#### Data for review ####

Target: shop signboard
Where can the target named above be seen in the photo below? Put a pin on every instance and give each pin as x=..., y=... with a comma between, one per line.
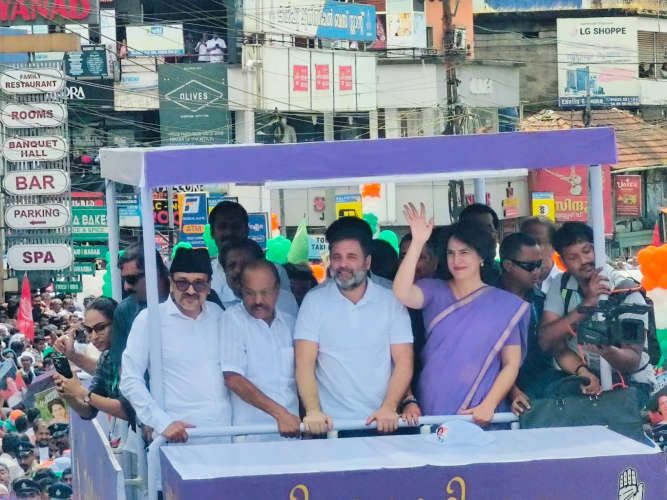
x=32, y=81
x=84, y=268
x=258, y=228
x=48, y=12
x=194, y=216
x=628, y=195
x=598, y=55
x=89, y=252
x=155, y=40
x=42, y=216
x=348, y=205
x=194, y=107
x=35, y=148
x=90, y=62
x=33, y=115
x=321, y=19
x=89, y=224
x=35, y=257
x=36, y=182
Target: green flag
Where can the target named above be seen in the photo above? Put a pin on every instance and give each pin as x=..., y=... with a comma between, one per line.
x=300, y=244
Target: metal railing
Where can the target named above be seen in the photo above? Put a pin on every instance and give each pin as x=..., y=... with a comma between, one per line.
x=424, y=425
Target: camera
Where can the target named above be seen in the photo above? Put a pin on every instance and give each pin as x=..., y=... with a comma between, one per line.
x=605, y=326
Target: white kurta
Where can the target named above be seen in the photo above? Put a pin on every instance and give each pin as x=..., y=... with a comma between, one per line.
x=264, y=355
x=194, y=390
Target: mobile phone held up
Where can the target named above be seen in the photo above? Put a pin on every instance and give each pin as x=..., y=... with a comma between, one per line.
x=62, y=366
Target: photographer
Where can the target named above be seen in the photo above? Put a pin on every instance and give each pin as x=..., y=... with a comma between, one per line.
x=568, y=305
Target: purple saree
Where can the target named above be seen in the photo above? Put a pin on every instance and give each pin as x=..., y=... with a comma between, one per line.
x=464, y=338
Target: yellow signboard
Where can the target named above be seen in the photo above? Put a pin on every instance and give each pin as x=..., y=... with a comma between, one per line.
x=544, y=205
x=348, y=205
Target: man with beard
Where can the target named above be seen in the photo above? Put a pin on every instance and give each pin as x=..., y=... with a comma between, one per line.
x=258, y=354
x=194, y=393
x=349, y=334
x=235, y=255
x=582, y=286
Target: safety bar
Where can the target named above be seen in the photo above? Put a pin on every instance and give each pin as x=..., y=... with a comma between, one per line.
x=339, y=425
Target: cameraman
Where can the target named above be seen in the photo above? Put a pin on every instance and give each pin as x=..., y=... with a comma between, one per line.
x=582, y=286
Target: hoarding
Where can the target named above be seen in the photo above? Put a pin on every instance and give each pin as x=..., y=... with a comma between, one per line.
x=155, y=40
x=628, y=195
x=308, y=18
x=599, y=54
x=194, y=108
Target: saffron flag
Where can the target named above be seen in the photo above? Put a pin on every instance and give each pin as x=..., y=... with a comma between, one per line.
x=24, y=321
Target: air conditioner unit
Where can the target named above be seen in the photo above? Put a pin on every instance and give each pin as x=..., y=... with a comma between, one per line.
x=460, y=41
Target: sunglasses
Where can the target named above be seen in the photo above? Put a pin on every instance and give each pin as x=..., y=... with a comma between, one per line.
x=132, y=279
x=98, y=328
x=528, y=266
x=184, y=285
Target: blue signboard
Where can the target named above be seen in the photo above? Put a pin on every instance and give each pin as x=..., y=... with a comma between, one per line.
x=347, y=21
x=194, y=218
x=258, y=228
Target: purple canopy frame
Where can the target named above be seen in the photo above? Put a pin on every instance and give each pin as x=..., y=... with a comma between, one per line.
x=149, y=168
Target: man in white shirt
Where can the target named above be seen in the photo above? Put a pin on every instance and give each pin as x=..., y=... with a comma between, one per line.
x=543, y=231
x=236, y=255
x=216, y=48
x=349, y=334
x=194, y=393
x=229, y=221
x=258, y=354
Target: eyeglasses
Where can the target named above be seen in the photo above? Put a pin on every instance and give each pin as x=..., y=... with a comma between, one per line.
x=132, y=279
x=97, y=328
x=184, y=285
x=528, y=266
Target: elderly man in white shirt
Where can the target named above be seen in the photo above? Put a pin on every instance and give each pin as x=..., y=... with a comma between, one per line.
x=258, y=354
x=353, y=340
x=235, y=255
x=194, y=392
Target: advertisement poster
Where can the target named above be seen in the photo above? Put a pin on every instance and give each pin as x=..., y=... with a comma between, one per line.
x=194, y=217
x=569, y=186
x=194, y=109
x=600, y=53
x=348, y=205
x=258, y=228
x=628, y=195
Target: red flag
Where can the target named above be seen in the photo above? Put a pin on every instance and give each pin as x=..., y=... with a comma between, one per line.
x=24, y=321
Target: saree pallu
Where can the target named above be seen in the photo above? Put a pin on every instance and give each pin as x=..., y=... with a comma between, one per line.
x=462, y=355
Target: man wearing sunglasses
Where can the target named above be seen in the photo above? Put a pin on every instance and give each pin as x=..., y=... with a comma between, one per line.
x=521, y=264
x=194, y=391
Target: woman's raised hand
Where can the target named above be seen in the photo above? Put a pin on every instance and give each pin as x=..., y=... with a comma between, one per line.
x=420, y=227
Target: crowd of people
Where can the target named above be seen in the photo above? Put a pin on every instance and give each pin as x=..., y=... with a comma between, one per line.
x=449, y=325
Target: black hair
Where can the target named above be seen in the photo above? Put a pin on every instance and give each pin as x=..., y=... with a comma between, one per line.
x=21, y=424
x=105, y=305
x=570, y=234
x=479, y=209
x=55, y=401
x=350, y=228
x=539, y=221
x=480, y=241
x=10, y=443
x=262, y=264
x=227, y=207
x=245, y=244
x=135, y=252
x=384, y=261
x=512, y=244
x=32, y=414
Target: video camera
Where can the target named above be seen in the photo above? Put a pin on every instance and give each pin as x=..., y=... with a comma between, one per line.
x=605, y=326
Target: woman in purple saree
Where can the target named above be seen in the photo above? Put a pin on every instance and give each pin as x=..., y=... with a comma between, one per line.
x=475, y=333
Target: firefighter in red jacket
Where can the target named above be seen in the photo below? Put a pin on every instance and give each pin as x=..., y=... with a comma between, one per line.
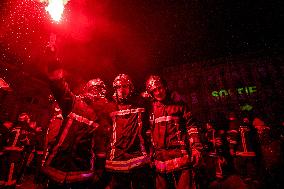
x=72, y=159
x=16, y=151
x=175, y=137
x=127, y=157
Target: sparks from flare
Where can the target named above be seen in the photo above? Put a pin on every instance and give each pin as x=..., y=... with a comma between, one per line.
x=56, y=8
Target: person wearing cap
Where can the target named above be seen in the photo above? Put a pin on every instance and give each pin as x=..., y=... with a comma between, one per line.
x=127, y=156
x=73, y=158
x=175, y=137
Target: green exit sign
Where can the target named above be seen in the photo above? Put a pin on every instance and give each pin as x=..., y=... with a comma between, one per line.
x=238, y=91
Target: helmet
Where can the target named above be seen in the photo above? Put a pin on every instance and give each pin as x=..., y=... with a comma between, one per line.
x=24, y=117
x=153, y=82
x=122, y=79
x=95, y=88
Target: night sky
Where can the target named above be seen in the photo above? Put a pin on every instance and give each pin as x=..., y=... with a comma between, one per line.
x=101, y=38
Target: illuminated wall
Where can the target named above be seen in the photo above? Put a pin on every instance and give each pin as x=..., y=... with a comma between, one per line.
x=215, y=87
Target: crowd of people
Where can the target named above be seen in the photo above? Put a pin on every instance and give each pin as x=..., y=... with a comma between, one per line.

####

* **Assigned task**
Nothing but the records, repeated exactly and stripped of pictures, should appear in the answer.

* **Worked solution**
Target: shop signboard
Where can the target named above be seen in the photo below? Put a pin on every instance and give each pin as x=..., y=... with a comma between, one per line.
x=32, y=81
x=84, y=268
x=258, y=228
x=48, y=12
x=194, y=216
x=628, y=195
x=598, y=55
x=89, y=252
x=155, y=40
x=42, y=216
x=348, y=205
x=194, y=107
x=35, y=148
x=90, y=62
x=33, y=115
x=321, y=19
x=89, y=224
x=35, y=257
x=36, y=182
Target: green flag
Where can the target named above be seen in the photo above? Put a pin on every instance and give each pin as x=..., y=... with a comma between, one per line.
x=300, y=244
Target: metal railing
Where can the target named above be seen in the photo above? Put a pin on every instance and give each pin as x=..., y=... with a comma between, one per line.
x=424, y=425
Target: camera
Where can the target named above be seen in the photo above? Put a pin on every instance and give each pin as x=..., y=... with a comma between, one per line.
x=605, y=326
Target: white kurta
Where can the target named above be seen in the photo above? Put a pin on every instance and give each pin as x=..., y=... with a comma between, one per line.
x=264, y=355
x=194, y=390
Target: mobile phone held up
Where can the target named above be seen in the photo above? Put a pin on every instance and give each pin as x=..., y=... with a comma between, one per line.
x=62, y=366
Target: photographer
Where can the target named above be seen in the photo above? Put a pin on every instance and give each pin as x=..., y=... with a comma between, one per line.
x=568, y=305
Target: purple saree
Where can the target named above be seen in the photo above? Put a pin on every instance and give each pin as x=..., y=... with a comma between, one per line.
x=464, y=338
Target: yellow signboard
Where can the target named above be seen in the photo above? Put a pin on every instance and give each pin as x=..., y=... with a comma between, one per line.
x=544, y=205
x=348, y=205
Target: man with beard
Where can the target named above be seen in the photo above? Put a pin on every instance and give each pin as x=..., y=... with a comma between, one per line.
x=258, y=354
x=194, y=393
x=349, y=334
x=235, y=255
x=582, y=286
Target: safety bar
Where can the target named above be seen in the photo above? Put a pin on every instance and give each pin as x=..., y=... with a comma between, one per line.
x=339, y=425
Target: cameraman
Where can the target named above be seen in the photo above? Put a pin on every instance and give each pin as x=..., y=... with a comma between, one per line.
x=582, y=286
Target: hoarding
Where can the target named above be seen in the photo above? Put a pin on every instance and give each pin as x=..., y=... with a comma between, one per line.
x=155, y=40
x=628, y=195
x=308, y=18
x=599, y=54
x=194, y=108
Target: saffron flag
Where can the target named above be seen in the photo above? Put a pin on every instance and give each pin as x=..., y=... with a comma between, one per line.
x=24, y=321
Target: air conditioner unit
Where can the target named above be seen in the photo above? Put a pin on every instance and give each pin as x=..., y=... with a comma between, one per line.
x=460, y=41
Target: sunglasses
Where can the target named above be seen in the photo above? Put a pin on every instance and give each pin as x=..., y=... with a comma between, one per line.
x=132, y=279
x=98, y=328
x=528, y=266
x=184, y=285
Target: blue signboard
Where can the target named above be seen in the photo above? Put a pin on every instance and give each pin as x=..., y=... with a comma between, one per line.
x=347, y=21
x=194, y=218
x=258, y=228
Target: purple canopy frame
Where can the target named above be seen in the photo above? Put a pin on every instance and give each pin as x=..., y=... with a comma between, one per line.
x=149, y=168
Target: man in white shirt
Where can the target named above be seen in the photo above? Put a pin on every instance and give each pin as x=..., y=... with a comma between, one per line.
x=543, y=231
x=236, y=255
x=216, y=48
x=349, y=334
x=194, y=393
x=229, y=221
x=258, y=354
Target: eyeglasses
Where can the target named above be seen in the photo above? Put a pin on every instance and give each pin as x=..., y=... with a comma between, one per line.
x=132, y=279
x=97, y=328
x=184, y=285
x=528, y=266
Target: elderly man in white shirt
Where can the target named above be seen in the photo above? Put a pin on every instance and give each pin as x=..., y=... with a comma between, one per line.
x=258, y=354
x=353, y=340
x=235, y=255
x=194, y=392
Target: advertisement poster
Where can the target named above be seen in the photo above? Put a pin on every instance and give each pin as x=..., y=... with a comma between, one per line.
x=194, y=217
x=569, y=186
x=194, y=109
x=600, y=53
x=348, y=205
x=258, y=228
x=628, y=195
Target: red flag
Where can the target named above be seen in the photo above? Put a pin on every instance and give each pin as x=..., y=... with a comma between, one per line.
x=24, y=321
Target: saree pallu
Where can the target named above be seen in the photo above? Put a pin on every instance and give each pin as x=..., y=... with a comma between, one per line.
x=462, y=355
Target: man wearing sunglasses
Where can the target named above be seen in the photo above? Put a pin on every instance and give each pin as x=..., y=... with a comma between, one per line.
x=521, y=264
x=194, y=391
Target: woman's raised hand
Where can the target named above be seen in the photo above? Put a pin on every instance and give each pin as x=..., y=... with a comma between, one per line.
x=420, y=227
Target: crowd of people
Where can the target named above be seen in the photo above? Put a pin on every instance and give each pin as x=..., y=... with a comma between, one per line.
x=449, y=325
Target: black hair
Where can the target named above be seen in the photo above? Put a pin on every instance and give each pin as x=..., y=... with a comma between, one per line.
x=21, y=424
x=105, y=305
x=570, y=234
x=479, y=209
x=55, y=401
x=350, y=228
x=539, y=221
x=480, y=241
x=10, y=443
x=262, y=264
x=227, y=207
x=245, y=244
x=135, y=252
x=384, y=261
x=512, y=244
x=32, y=414
Target: video camera
Where can the target named above be seen in the photo above? Put a pin on every instance and give each pin as x=..., y=... with a comma between, one per line.
x=605, y=326
Target: woman in purple saree
Where can the target named above be seen in the photo above? Put a pin on every instance and give each pin as x=..., y=... with a comma between, one per line.
x=475, y=333
Target: firefighter in red jacket
Where can the target named above be seen in the photo below? Put a pin on every instance and give each pin as x=..., y=... with a comma between, one per line.
x=72, y=159
x=16, y=151
x=175, y=137
x=127, y=157
Target: sparks from flare
Where can the target named above be seen in the photo above? Put a pin on every instance and give each pin as x=..., y=... with a comma between, one per line.
x=56, y=8
Target: person wearing cap
Where can the target named above be seen in the photo above? Put a pin on every instance and give each pin as x=..., y=... with a comma between, one per line.
x=127, y=156
x=73, y=158
x=175, y=137
Target: green exit sign
Where can the target named above be seen in the photo above? Put a pin on every instance and give each pin as x=..., y=... with a comma between, one per line.
x=238, y=91
Target: helmet
Where can the target named above be seen in the photo above? Put a pin on every instance and give each pin as x=..., y=... with a comma between, one per line.
x=24, y=117
x=153, y=82
x=122, y=79
x=95, y=88
Target: night sky
Where can the target named above be seen in the photo above? Put a pin on every instance and give each pin as x=..., y=... with a comma between, one per line.
x=101, y=38
Target: illuminated wall
Where can the target named above be seen in the photo above? Put a pin on every instance and give each pin as x=..., y=... with a comma between, one per line.
x=215, y=87
Target: crowd of people
Where can the target named above be seen in the photo above? Put a pin on every instance and give each pin as x=..., y=... with a comma between, one per line.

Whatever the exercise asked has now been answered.